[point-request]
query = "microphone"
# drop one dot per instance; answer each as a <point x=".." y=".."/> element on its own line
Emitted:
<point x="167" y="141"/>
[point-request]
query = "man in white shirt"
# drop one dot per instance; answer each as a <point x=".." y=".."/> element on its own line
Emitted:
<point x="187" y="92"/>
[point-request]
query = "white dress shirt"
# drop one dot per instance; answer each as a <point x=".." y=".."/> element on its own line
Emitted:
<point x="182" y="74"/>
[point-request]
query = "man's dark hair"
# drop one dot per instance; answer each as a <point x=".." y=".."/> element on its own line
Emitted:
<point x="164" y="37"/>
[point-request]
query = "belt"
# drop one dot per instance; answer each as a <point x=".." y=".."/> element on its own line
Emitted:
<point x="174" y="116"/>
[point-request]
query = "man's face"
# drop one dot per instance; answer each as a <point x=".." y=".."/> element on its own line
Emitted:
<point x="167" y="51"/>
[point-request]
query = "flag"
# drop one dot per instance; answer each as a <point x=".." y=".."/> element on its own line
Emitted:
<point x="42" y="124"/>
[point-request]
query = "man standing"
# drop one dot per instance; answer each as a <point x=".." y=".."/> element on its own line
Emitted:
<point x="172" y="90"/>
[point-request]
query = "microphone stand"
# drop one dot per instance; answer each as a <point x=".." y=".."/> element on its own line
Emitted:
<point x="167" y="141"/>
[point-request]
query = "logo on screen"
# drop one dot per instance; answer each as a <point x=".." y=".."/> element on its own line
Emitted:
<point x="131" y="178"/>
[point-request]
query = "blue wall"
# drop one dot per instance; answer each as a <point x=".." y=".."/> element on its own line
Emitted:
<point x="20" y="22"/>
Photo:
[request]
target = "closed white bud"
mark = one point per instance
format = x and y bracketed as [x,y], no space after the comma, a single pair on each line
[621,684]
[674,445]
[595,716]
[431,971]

--

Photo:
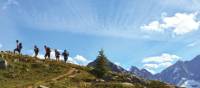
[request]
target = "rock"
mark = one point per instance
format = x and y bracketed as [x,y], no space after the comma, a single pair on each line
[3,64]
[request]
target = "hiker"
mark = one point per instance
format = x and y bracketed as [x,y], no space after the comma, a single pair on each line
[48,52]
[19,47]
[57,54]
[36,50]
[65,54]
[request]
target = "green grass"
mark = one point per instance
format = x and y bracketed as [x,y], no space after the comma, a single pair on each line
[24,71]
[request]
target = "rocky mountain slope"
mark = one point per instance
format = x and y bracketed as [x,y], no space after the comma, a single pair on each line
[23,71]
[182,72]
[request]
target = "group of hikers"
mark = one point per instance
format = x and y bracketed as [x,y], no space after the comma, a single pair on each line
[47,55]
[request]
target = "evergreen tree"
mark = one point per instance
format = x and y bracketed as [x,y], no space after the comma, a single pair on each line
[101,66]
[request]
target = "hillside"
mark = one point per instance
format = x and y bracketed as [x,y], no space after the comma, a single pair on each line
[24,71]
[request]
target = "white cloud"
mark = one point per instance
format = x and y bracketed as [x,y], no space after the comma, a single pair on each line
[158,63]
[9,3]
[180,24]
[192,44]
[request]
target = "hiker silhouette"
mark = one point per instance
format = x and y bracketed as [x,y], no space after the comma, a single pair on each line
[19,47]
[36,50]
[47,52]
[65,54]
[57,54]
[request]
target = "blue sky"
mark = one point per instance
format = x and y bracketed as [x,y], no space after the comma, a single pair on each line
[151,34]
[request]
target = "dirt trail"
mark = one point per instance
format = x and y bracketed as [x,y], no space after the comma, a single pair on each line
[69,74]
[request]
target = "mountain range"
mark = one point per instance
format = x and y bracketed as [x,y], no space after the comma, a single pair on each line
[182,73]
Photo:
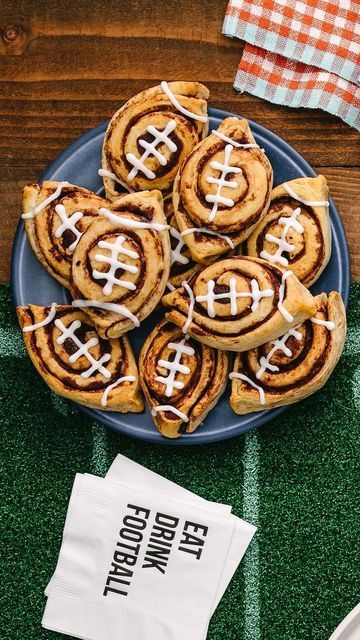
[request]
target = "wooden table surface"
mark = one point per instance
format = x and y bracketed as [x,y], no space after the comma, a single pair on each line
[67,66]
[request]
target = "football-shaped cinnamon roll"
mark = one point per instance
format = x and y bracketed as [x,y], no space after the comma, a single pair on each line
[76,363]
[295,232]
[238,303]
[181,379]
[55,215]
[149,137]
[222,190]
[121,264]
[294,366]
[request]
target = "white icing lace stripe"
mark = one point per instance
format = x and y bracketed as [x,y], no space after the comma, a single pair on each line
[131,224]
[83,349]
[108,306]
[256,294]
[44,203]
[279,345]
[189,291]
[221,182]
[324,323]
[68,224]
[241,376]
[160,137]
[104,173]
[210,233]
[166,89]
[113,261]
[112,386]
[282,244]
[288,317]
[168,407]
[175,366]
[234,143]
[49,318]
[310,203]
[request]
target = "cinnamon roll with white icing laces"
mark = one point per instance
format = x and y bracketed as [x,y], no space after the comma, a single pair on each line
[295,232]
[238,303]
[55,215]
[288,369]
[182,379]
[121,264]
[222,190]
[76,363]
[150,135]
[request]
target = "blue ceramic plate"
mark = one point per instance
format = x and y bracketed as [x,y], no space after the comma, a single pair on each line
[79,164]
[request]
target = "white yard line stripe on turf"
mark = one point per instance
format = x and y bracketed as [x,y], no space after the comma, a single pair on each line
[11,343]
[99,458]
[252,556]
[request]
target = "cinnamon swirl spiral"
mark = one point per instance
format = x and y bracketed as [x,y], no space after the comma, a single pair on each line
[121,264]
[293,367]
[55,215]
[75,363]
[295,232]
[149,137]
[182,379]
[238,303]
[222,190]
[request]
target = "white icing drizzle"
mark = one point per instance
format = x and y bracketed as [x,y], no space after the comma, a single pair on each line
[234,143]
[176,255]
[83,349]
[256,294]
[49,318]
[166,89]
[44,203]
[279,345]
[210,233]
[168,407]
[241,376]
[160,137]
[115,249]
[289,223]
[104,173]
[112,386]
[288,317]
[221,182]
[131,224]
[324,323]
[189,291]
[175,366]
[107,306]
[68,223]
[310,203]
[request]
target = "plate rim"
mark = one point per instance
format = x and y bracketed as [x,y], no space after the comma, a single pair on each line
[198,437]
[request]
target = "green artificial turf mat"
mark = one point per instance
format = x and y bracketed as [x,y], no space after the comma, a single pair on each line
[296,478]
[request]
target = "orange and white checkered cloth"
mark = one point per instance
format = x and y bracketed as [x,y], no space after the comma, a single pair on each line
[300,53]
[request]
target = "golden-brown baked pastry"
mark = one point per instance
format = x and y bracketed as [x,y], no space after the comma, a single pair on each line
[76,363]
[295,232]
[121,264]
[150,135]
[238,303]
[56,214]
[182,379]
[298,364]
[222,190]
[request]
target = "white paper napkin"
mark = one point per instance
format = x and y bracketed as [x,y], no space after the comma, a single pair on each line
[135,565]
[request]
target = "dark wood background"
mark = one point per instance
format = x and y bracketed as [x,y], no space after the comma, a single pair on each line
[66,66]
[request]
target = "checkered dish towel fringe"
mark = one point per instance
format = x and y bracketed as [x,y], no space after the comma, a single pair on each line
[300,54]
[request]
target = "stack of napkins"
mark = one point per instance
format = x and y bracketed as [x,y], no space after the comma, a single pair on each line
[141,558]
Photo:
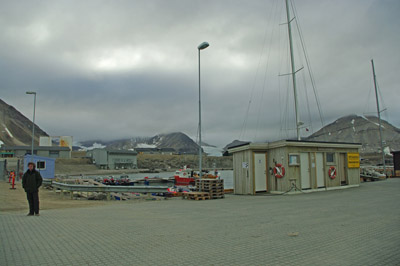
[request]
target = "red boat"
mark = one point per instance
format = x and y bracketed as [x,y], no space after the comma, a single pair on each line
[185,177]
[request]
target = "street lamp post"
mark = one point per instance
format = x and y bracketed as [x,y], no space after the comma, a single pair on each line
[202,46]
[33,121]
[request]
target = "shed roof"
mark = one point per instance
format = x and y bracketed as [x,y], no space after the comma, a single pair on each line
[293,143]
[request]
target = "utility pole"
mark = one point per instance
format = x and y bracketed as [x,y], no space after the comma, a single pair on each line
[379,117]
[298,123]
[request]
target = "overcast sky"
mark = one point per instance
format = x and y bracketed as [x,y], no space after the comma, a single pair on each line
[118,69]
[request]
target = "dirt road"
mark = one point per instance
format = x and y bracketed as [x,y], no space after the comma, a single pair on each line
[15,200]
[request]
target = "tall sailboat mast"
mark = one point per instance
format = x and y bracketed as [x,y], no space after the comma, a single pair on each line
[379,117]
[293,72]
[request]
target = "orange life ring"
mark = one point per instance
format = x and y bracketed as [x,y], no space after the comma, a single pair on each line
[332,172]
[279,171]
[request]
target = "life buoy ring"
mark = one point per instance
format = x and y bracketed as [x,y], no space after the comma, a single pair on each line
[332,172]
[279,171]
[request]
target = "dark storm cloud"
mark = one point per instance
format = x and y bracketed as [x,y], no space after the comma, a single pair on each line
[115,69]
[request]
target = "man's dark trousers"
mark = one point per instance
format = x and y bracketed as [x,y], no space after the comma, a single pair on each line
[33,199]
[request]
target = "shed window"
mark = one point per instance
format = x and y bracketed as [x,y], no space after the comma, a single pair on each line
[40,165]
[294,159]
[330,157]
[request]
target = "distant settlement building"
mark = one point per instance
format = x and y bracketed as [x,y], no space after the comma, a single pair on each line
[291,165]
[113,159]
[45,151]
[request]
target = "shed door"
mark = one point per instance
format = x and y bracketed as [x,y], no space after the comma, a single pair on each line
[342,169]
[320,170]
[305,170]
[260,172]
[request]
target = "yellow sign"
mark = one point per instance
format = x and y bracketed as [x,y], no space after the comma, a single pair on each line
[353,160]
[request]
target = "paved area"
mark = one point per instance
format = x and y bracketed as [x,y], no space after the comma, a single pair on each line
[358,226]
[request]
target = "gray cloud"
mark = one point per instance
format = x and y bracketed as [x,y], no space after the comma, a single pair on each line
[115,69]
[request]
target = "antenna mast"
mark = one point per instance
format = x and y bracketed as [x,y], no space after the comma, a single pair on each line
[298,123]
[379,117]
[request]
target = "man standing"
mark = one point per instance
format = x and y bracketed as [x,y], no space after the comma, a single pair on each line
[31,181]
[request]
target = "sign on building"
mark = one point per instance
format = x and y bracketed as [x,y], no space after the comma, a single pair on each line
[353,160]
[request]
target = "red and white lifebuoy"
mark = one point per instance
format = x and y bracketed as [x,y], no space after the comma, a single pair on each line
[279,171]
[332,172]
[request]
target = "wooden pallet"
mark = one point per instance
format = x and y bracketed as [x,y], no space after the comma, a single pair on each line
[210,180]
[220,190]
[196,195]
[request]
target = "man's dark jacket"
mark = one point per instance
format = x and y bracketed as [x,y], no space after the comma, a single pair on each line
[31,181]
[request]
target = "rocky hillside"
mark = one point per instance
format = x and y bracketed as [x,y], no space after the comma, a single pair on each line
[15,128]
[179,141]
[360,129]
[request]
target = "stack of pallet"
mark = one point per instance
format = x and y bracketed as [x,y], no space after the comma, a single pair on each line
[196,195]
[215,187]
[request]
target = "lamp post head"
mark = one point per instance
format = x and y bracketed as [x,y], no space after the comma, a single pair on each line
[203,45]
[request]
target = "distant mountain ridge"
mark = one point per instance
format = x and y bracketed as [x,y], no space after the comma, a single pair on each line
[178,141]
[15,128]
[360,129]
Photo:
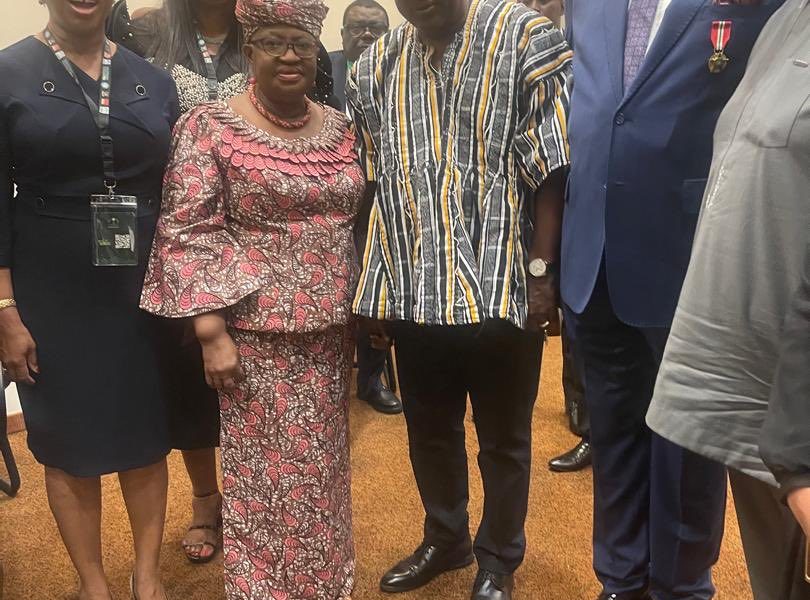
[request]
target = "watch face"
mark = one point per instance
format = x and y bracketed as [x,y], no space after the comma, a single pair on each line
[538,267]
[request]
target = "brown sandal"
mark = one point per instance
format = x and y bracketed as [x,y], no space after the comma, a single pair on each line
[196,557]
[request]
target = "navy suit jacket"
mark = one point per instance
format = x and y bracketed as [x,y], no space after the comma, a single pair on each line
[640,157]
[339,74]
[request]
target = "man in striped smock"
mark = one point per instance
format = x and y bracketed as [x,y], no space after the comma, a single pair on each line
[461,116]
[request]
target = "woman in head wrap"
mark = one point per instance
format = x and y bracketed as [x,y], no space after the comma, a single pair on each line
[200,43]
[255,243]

▶ [EXERCISE DIRECTIONS]
Filter the listing by the string "sign"; copy each matching line.

▶ [RESULT FOR THIS EXERCISE]
target = "yellow sign"
target = "sign on building"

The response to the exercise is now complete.